--- Begin ---

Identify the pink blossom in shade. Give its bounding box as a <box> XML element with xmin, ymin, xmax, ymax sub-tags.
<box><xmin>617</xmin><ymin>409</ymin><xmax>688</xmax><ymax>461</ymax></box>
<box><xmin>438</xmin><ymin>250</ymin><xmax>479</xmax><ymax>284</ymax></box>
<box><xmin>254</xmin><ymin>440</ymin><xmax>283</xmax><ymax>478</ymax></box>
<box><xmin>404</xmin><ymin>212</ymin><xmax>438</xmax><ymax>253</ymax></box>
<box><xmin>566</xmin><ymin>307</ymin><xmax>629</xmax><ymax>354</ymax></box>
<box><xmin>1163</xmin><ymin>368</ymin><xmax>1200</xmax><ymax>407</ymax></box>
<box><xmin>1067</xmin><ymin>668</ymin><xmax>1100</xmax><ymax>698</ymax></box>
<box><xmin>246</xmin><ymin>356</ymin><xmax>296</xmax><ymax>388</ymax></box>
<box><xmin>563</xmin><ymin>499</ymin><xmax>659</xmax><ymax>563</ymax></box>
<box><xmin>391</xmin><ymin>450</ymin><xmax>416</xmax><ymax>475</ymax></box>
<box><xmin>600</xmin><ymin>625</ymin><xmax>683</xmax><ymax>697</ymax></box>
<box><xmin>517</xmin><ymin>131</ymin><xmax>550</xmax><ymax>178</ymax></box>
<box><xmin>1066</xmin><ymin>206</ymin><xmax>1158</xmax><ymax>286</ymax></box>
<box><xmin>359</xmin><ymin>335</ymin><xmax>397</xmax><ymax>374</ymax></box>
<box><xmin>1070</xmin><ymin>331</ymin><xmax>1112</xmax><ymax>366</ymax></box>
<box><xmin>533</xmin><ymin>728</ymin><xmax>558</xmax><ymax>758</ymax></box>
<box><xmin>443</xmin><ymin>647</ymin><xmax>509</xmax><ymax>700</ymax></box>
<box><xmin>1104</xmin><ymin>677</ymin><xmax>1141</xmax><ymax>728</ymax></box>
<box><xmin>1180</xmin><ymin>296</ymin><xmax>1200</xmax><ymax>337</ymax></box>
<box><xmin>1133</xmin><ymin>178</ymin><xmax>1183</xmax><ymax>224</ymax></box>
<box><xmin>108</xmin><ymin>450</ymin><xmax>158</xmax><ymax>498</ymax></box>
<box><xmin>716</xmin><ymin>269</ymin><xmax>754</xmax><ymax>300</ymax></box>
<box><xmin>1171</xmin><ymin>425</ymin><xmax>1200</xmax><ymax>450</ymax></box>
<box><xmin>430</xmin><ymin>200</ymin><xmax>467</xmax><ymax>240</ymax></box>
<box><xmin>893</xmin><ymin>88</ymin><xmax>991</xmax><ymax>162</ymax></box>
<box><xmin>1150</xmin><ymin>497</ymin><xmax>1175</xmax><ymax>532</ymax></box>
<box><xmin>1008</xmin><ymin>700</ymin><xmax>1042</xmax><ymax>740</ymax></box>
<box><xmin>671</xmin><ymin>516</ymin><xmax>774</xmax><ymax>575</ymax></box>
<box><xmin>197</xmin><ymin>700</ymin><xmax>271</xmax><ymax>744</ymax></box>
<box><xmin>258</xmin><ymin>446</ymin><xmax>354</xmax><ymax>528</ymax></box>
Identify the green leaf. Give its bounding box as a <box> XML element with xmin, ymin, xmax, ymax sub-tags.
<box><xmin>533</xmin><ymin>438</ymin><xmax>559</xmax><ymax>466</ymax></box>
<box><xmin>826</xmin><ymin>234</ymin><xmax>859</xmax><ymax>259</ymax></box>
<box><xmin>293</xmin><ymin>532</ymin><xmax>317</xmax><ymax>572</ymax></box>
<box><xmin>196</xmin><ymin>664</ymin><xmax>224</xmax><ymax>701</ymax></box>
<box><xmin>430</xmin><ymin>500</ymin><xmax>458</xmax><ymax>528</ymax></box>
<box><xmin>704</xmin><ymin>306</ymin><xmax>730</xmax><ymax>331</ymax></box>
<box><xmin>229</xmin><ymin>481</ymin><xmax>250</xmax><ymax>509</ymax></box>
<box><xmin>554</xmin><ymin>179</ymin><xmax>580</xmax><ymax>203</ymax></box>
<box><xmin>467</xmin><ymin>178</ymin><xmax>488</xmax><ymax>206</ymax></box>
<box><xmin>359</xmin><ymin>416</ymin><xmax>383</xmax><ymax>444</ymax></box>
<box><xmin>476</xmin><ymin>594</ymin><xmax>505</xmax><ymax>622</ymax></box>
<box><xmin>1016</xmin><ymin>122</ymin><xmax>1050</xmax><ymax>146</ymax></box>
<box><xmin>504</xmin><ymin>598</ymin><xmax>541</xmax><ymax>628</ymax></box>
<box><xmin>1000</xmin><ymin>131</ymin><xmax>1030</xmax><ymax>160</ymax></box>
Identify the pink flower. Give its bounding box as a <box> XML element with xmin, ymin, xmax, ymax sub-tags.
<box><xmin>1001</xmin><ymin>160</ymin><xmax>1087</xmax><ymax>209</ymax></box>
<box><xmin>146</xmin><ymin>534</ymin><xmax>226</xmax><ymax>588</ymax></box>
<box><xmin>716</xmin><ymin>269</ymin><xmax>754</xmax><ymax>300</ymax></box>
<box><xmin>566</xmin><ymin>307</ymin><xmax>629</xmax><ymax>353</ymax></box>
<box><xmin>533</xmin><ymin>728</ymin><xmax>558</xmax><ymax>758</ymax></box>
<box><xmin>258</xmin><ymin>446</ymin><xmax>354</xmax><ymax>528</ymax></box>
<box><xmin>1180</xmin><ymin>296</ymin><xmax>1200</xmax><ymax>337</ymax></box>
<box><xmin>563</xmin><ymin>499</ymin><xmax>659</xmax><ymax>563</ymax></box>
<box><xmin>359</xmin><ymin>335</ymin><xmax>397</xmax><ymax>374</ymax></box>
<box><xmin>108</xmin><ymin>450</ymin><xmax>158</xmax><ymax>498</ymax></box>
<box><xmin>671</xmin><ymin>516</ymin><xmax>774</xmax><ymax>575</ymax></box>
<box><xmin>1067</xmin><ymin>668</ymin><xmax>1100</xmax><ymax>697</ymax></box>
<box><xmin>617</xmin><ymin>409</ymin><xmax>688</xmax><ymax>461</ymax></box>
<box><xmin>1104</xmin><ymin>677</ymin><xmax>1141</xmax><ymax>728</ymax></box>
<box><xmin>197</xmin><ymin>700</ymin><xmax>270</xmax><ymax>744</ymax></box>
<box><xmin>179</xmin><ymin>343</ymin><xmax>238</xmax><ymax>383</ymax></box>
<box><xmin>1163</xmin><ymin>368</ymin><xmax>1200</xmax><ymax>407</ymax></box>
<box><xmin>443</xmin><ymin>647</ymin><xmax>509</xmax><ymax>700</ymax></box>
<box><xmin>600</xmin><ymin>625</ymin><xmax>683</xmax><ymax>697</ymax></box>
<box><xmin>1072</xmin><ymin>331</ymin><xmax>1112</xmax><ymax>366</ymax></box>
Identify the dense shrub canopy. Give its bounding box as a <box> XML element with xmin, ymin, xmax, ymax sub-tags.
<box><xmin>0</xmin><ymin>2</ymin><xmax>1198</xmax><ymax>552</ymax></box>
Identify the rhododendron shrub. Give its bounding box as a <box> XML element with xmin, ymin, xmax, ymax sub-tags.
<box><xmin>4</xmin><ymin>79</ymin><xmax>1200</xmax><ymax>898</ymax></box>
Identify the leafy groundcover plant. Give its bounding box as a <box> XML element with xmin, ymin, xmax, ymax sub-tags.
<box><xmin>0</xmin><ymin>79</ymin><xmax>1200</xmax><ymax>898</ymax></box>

--- End ---

(WHAT TO PRODUCE): Please find each line in the listing above that contains the word "shrub" and copy those lines. Only matches with the same uppercase and lowercase letters count.

(SOLUTION TO THIS EXERCISE):
Identify the dense shrub canopy. Give its bounding box as a <box> XML element with xmin, ymin, xmax, ymax sub-tags.
Identify the rhododendron shrub. Give its bounding box as a <box> XML element with xmin, ymin, xmax, ymax sub-tags.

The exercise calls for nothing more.